Rewrite all of the data below, substituting "closest to its center" for every occurrence of "deepest inside it" and leaving everything else unchanged.

------------------------------

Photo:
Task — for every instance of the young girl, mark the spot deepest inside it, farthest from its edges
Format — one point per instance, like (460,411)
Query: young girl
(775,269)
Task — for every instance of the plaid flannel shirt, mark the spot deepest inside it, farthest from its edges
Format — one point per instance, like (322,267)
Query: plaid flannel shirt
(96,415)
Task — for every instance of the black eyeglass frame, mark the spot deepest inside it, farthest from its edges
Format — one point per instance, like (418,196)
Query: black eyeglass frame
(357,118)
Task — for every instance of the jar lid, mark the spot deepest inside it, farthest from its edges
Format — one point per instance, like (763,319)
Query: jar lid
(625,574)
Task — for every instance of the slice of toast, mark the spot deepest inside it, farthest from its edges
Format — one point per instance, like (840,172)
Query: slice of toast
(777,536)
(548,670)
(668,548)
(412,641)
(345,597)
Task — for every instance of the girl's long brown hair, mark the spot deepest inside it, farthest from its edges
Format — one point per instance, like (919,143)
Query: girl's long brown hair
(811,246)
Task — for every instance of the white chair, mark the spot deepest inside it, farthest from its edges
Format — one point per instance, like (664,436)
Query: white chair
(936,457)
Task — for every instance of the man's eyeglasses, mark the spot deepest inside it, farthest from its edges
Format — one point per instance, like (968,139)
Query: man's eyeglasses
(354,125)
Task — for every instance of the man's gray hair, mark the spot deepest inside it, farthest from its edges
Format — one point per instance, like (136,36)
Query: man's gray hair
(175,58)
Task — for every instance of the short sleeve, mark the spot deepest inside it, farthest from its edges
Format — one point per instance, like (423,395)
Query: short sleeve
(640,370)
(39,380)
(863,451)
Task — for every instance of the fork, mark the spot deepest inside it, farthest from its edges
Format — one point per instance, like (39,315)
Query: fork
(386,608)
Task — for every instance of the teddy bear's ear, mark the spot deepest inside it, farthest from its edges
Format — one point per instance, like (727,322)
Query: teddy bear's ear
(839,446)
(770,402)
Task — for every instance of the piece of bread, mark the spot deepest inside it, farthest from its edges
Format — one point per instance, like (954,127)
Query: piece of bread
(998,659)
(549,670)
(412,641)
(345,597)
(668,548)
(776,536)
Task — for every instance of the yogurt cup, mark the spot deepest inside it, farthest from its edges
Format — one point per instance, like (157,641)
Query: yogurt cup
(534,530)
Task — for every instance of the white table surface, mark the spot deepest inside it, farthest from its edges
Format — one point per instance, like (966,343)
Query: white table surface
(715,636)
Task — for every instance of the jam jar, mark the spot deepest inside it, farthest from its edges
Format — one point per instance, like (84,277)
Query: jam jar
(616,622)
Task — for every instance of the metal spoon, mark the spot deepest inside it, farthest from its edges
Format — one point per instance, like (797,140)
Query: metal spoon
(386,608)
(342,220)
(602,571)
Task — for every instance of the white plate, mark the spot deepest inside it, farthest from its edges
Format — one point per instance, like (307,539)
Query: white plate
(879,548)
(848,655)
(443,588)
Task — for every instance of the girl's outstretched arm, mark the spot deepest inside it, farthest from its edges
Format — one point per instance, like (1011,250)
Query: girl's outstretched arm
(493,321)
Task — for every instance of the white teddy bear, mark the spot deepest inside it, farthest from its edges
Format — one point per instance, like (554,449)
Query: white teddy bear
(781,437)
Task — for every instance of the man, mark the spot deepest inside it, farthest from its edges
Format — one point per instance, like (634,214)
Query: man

------------------------------

:: ANSWER BELOW ::
Photo:
Task — for every instance of the young girl, mark the spot closest to its center, farthest from its edges
Format — one point per instance, like (460,411)
Query: young girl
(775,269)
Task — for every instance of the plaid flannel shirt, mark the spot closest to its center, farthest from its edges
Format — one point per instance, like (322,267)
Query: plaid flannel shirt
(96,415)
Task — for every instance of the black eyeglass frame, mark the spot closest to its center, farthest from its edges
Format — one point per instance, like (418,196)
Query: black eyeglass frame
(357,118)
Task — for every instance of the jar lid, mark the spot closest to its center, farthest from its edges
Format — one point per instance, like (763,319)
Query: jar lid
(625,574)
Task — for every instance of the slice of toast, mark the spot closest to its center, farthest from its edges
Format — one point per instance, like (840,172)
Query: slice of toast
(777,536)
(548,670)
(668,548)
(412,641)
(345,597)
Task — for every instance of the girl's long brown hair, mark the spot closest to its center, farthest from its edges
Format — one point per instance, like (919,143)
Query: girl's long brown hair
(811,246)
Task — for every instance of the white chair, mark the spot closest to its center, farthest from its edges
Format — one point per instance, like (664,436)
Query: white chair
(936,457)
Task — for every instance of the man's eyeglasses, mark the spot closest to its center, farthest from its edges
Format — one point per instance, like (968,139)
Query: man's eyeglasses
(354,125)
Task — for every instance of the man's gray hair, mark the spot closest to its center, farthest from its edges
Format — one point per instance, like (136,36)
Query: man's gray hair
(175,58)
Task — for every instance of the short sleeve, mark the spot closest to its center, farthest from its edges
Format — one point per instance, like (423,395)
Query: short sleeve
(640,370)
(39,380)
(863,451)
Task — for every instance of the fork, mark the spot closest to its center, farthest from its edges
Format — one point per instance, like (39,315)
Query: fork
(386,608)
Task — for every instance of the teddy bear's ear, mark the spot closest to its center, farthest from its edges
Format — one point per instance, like (727,322)
Query: teddy bear's ear
(839,446)
(770,402)
Task — for every instance of the piece of bread, mark the spot closest to its center, farthest from its edges
Format — one point per instance, like (954,127)
Query: piece of bread
(998,659)
(549,670)
(412,641)
(345,597)
(668,548)
(776,536)
Task — for every instance of the yogurt cup, mark the spot closest to its center, farthest from its edges
Format — one point per instance, like (157,641)
Query: yogurt cup
(534,530)
Task — for every instance of the white table surface, mark the spot closest to its center, farthest from its edges
Format — one point per instance, like (966,343)
Query: white table surface
(715,636)
Task — for every instance of the jam jar, mark the spot closest to its center, farthest from its edges
Format — one point per instance, like (84,277)
Query: jam jar
(616,622)
Task — for every instance of the metal spoon, mark the spot closest to its center, farthest from its edges
Format — one point per instance, like (797,140)
Query: metal spoon
(386,608)
(342,220)
(602,571)
Task — for every instance of the white plate, mark the spot closest to its center, farthest from its edges
Format — one point per instance, like (307,539)
Query: white plate
(879,548)
(848,655)
(443,588)
Task — for every instance of the girl's outstretched arm, mark the spot closest to its center, farthest from its edges
Format — one point per instance, like (1011,250)
Query: girl's outstretched arm
(493,321)
Task — for every instance of the white teddy bear, mark the spot closest to its center, farthest from its edges
Format — one point per instance, like (554,449)
Query: white teddy bear
(781,437)
Task — for every instance of the man, mark the spot closest to its center, farthest from its edges
Format — one point per instance, like (634,214)
Query: man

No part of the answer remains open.